§ **Prompt**: Extract every line of the data below and reproduce each one word for word, without changes.
= = = = =
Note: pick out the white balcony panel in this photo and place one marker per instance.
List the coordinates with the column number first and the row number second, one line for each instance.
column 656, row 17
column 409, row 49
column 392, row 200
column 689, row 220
= = = = =
§ **Written reply**:
Note: pick out the white balcony panel in this photo and place one marker per instance.
List the coordinates with the column number first and the row number second, one line for each instance.
column 656, row 17
column 409, row 49
column 392, row 200
column 689, row 220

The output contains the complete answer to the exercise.